> _What to work on_:
1) Retype the passage about the patients on the ward in Sierra Leone from "To atone for" up to and including "generalities for now...".
2) Write what comes next in the account of the patients on the ward in Sierra Leone, picking up after its final sentence.

> _Text excerpt_:
**********

To atone for having compared Grace's eating mannerisms with that of a monkey (it was supposed to be a compliment), I'm going to talk about our patients, as per her request. Discussing patients is a bit sticky, given the stringent ethics surrounding patient confidentiality and privacy rights, so I'll do the best I can in generalities for now...
When I first met the women, I was completely exhausted, overwhelmed, and still hadn't figured out that I was actually in Sierra Leone. It was the same day that we'd bumped our way to Bo from Freetown, about six hours on a less-than-pristine road. The second I came in the room, they immediately began singing to welcome me. In the first few days, I remember, I was struck with the sadness behind their eyes. There is a strange dichotomy in them--they have largely created a new community for themselves, all 26 of them, in lieu of the communities and families that abandoned many of them. Just below every happy moment is loss, pain, and some anger for their pasts. But there is unspeakable joy and, unsurprisingly given the vast numbers of women (and very nice and non-threatening men working with us), a lot of uninhibited behavior. This is not to say that everything is perfect on the ward--there are disputes and cliques.
Sometimes I'll catch myself watching them and realize that many of them are younger than me--the youngest is 15 and others are not out of their teens. When this hits me, I can't believe that they've gone through what they have at such a young age. All the same, they usually act their age, giggling and joking around. Despite the fact that we have enough beds for everyone, some of them insist on doubling up so they can gossip and whisper all night, just as I did in boarding school and college. The older women look tired, but they still join in when there's dancing and singing. Everyone is always in on the joke. At our first staff meeting, the nurses left the ward unsupervised, and after about 20 minutes (we were just outside on the verandah), we heard them making a huge racket singing and dancing. One woman, Kaburreh, who has her teeth filed into points, is the lead drummer and picks up plastic basins and buckets to beat out the rhythm to the songs. The other day, as we were perparing for a visit from the First and Second Ladies, Jackie organized the women into two groups, based on language/ethnicity, to practice welcome songs and then started pitting them against each other to sing the best and the loudest, whispering to the group of Krio, Kissi, Kono, and others that she'd heard that Mendes were the best singers and then sneaking over to the Mendes to whisper the same about the Krios et al.

**********

> _Saved entries_:

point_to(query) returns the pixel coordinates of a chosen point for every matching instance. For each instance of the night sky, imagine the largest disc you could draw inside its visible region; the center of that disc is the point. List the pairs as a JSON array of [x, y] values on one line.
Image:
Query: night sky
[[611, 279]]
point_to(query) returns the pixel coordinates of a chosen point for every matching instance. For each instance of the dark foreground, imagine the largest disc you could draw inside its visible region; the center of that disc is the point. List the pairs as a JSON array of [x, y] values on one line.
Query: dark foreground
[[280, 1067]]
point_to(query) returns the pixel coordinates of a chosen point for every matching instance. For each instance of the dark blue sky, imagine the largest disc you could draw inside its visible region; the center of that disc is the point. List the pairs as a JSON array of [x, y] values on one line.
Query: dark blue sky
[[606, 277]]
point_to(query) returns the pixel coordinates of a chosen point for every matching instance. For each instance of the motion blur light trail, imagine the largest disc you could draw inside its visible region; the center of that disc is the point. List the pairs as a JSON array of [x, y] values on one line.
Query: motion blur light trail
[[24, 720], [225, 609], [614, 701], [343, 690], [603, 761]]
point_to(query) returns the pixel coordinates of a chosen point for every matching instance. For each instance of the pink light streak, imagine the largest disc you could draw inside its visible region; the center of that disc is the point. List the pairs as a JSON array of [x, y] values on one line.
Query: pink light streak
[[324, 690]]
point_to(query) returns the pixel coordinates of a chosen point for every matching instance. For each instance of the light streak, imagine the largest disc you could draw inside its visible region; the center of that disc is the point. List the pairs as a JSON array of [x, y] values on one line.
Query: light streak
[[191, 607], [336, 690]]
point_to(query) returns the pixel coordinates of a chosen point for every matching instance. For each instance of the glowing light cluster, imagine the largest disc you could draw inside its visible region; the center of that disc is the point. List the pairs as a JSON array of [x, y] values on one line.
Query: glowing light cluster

**********

> _Answers to the tasks_:
1)
To atone for having compared Grace's eating mannerisms with that of a monkey (it was supposed to be a compliment), I'm going to talk about our patients, as per her request. Discussing patients is a bit sticky, given the stringent ethics surrounding patient confidentiality and privacy rights, so I'll do the best I can in generalities for now...

2)
I don't mean this to sound stereotypical, but it's true that what strikes me most is their singing and dancing--there is always music in the ward, and we specifically chose the ward that we did so that we'd be a little separate, to be able to be loud and not disturb the rest of the hospital. I think what sums up the women best is the party the other day after the visit by the First and Second Ladies. We'd set up music videos on the ward TV and were blasting music. Almost every single woman, including one who is several months pregnant, the older ones, and those who had just undergone VVF repair surgery, was dancing. The VVF post-op women just chucked their urine bags in front of their feet on the ground and danced. It was wonderful.
Many of these women came in nearly dead, suffering from a host of other medical problems, and were often abandoned or maltreated. That they can find enough strength, both mental and physical, to be so enthusiastic and to create a new family for themselves can be a little mind boggling. At one point, the water got shut off at our old facility, and they marched down to the volunteer house to get water out of our well. Even the women with nerve damage, or foot drop, brought down buckets and carried them back on their heads, limping a bit but smiling and joking. When we moved them in a single day from our first facility to our current hospital, and had them double up beds in a not very comfortable temporary ward, no one complained. Many work incredibly hard at their studies and skills training classes, even women that are 35 or older, who might be expected to see basic literacy as a lost cause at that point in their lives.
Whenever I'm having a hard time here, I go to the ward and sit with them. And in very little time, I'll be soothed, through getting my hair braided or attempting Mende, or laughing at their jokes, and, though this also sounds totally cheesy and like one of those "I didn't teach them, they taught me" cliche moments, I'll remember that I'm here for them and that nothing else is important. And in a weird way, watching the post-op patients recover now is bittersweet because I know that nine of them will be leaving us behind to return to their families or to start new lives, hopefully a little fatter and a lot happier.